(Task goal) Quote the whole listing word for word, please.

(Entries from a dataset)

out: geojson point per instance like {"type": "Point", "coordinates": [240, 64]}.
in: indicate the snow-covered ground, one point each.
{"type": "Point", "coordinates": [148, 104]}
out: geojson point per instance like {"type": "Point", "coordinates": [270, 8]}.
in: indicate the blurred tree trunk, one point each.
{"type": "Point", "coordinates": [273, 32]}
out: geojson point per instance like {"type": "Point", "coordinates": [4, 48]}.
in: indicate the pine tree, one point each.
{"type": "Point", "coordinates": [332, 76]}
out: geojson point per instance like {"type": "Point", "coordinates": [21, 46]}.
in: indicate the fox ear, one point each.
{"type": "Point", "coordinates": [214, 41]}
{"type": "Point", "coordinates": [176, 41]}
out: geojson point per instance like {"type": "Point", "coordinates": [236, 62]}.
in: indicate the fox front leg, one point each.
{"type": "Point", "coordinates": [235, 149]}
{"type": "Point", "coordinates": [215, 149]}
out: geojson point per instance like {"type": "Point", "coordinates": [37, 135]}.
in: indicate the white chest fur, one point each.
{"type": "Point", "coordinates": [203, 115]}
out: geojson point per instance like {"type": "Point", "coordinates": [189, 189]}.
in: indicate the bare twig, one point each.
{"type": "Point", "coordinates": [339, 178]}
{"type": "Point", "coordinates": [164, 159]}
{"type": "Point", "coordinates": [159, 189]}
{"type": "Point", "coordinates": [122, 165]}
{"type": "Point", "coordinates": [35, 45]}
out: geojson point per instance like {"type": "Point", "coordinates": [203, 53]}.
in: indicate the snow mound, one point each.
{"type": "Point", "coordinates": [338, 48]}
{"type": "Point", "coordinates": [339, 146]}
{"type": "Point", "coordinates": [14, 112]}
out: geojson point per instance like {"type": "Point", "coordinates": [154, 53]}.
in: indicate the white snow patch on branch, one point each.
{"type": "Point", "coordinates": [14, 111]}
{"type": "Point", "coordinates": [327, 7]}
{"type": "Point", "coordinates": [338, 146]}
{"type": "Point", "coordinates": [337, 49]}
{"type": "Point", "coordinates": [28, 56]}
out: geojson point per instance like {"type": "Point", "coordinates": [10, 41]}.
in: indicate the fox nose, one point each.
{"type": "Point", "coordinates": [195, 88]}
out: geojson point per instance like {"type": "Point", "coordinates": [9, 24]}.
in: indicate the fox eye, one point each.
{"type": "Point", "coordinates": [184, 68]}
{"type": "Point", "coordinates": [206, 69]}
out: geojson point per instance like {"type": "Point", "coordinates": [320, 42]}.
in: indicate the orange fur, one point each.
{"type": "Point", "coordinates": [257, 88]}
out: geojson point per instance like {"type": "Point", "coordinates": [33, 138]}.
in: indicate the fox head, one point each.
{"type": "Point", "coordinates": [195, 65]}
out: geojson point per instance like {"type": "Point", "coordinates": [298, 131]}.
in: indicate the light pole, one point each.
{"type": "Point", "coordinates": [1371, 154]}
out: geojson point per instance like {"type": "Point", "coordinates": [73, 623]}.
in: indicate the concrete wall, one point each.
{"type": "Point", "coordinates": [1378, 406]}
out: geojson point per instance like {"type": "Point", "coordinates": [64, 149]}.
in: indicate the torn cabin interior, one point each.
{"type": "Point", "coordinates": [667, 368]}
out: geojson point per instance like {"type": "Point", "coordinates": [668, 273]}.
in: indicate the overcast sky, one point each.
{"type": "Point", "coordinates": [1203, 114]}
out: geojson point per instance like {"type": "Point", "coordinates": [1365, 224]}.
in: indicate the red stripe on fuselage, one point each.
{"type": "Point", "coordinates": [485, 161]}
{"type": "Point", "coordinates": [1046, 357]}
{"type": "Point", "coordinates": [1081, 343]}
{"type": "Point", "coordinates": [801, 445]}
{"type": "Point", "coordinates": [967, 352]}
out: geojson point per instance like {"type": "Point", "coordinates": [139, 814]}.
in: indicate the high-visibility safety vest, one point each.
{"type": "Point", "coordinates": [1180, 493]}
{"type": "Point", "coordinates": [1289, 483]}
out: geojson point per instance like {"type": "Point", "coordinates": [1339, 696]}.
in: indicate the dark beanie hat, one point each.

(Answer for the task)
out: geojson point per instance like {"type": "Point", "coordinates": [240, 64]}.
in: indicate the snow-covered ground, one point each.
{"type": "Point", "coordinates": [148, 104]}
out: geojson point per instance like {"type": "Point", "coordinates": [270, 8]}.
in: indicate the blurred tree trunk, one point each.
{"type": "Point", "coordinates": [273, 32]}
out: geojson point per instance like {"type": "Point", "coordinates": [4, 48]}.
in: indicate the pine tree, one point each.
{"type": "Point", "coordinates": [332, 76]}
out: geojson point per instance like {"type": "Point", "coordinates": [21, 46]}.
in: indicate the fox ear, one point each.
{"type": "Point", "coordinates": [214, 41]}
{"type": "Point", "coordinates": [176, 41]}
out: geojson point per instance like {"type": "Point", "coordinates": [236, 62]}.
in: indicate the fox front leg, one point each.
{"type": "Point", "coordinates": [235, 149]}
{"type": "Point", "coordinates": [215, 149]}
out: geojson point per instance like {"type": "Point", "coordinates": [37, 135]}.
in: indicate the white chest fur, one point each.
{"type": "Point", "coordinates": [203, 115]}
out: geojson point per instance like {"type": "Point", "coordinates": [189, 189]}.
in: indicate the bare twig, one point each.
{"type": "Point", "coordinates": [339, 178]}
{"type": "Point", "coordinates": [164, 159]}
{"type": "Point", "coordinates": [159, 189]}
{"type": "Point", "coordinates": [122, 165]}
{"type": "Point", "coordinates": [35, 45]}
out: geojson point per instance like {"type": "Point", "coordinates": [203, 53]}.
in: indicate the snow mound, one point each.
{"type": "Point", "coordinates": [338, 48]}
{"type": "Point", "coordinates": [339, 146]}
{"type": "Point", "coordinates": [14, 112]}
out: geojson point per instance like {"type": "Point", "coordinates": [154, 53]}.
in: indicate the white snow patch on branch, one point each.
{"type": "Point", "coordinates": [14, 111]}
{"type": "Point", "coordinates": [327, 7]}
{"type": "Point", "coordinates": [338, 146]}
{"type": "Point", "coordinates": [337, 49]}
{"type": "Point", "coordinates": [28, 56]}
out: geojson point per instance like {"type": "Point", "coordinates": [10, 41]}.
in: indicate the fox nose, one point each.
{"type": "Point", "coordinates": [195, 88]}
out: geojson point per instance like {"type": "Point", "coordinates": [9, 24]}.
in: indicate the fox eye, one point each.
{"type": "Point", "coordinates": [184, 68]}
{"type": "Point", "coordinates": [206, 69]}
out: geojson point per instance like {"type": "Point", "coordinates": [320, 42]}.
in: indicate the orange fur, one point each.
{"type": "Point", "coordinates": [257, 88]}
out: geojson point per instance like {"type": "Point", "coordinates": [33, 138]}.
in: indicate the fox head, one point each.
{"type": "Point", "coordinates": [195, 65]}
out: geojson point per instance like {"type": "Point", "coordinates": [298, 131]}.
in: indicate the light pole, one point each.
{"type": "Point", "coordinates": [1371, 154]}
out: geojson point per instance like {"type": "Point", "coordinates": [73, 623]}.
in: indicate the concrete wall, one point each.
{"type": "Point", "coordinates": [1378, 406]}
out: geojson point per instance like {"type": "Point", "coordinates": [64, 149]}.
in: indicate the torn cabin interior, one point each.
{"type": "Point", "coordinates": [667, 368]}
out: geojson point per instance like {"type": "Point", "coordinates": [668, 273]}.
in: indicate the overcast sky, one point each.
{"type": "Point", "coordinates": [1203, 114]}
out: geojson point per instance like {"type": "Point", "coordinates": [1365, 224]}.
in: indicate the red stripe on fuselage, one point each.
{"type": "Point", "coordinates": [485, 161]}
{"type": "Point", "coordinates": [1046, 357]}
{"type": "Point", "coordinates": [1081, 343]}
{"type": "Point", "coordinates": [801, 445]}
{"type": "Point", "coordinates": [967, 352]}
out: geojson point per instance like {"type": "Point", "coordinates": [139, 814]}.
in: indicate the high-visibility safety vest, one point each.
{"type": "Point", "coordinates": [1180, 493]}
{"type": "Point", "coordinates": [1289, 483]}
out: geojson point per instance like {"type": "Point", "coordinates": [1339, 696]}.
in: indicate the dark beanie hat, one point each.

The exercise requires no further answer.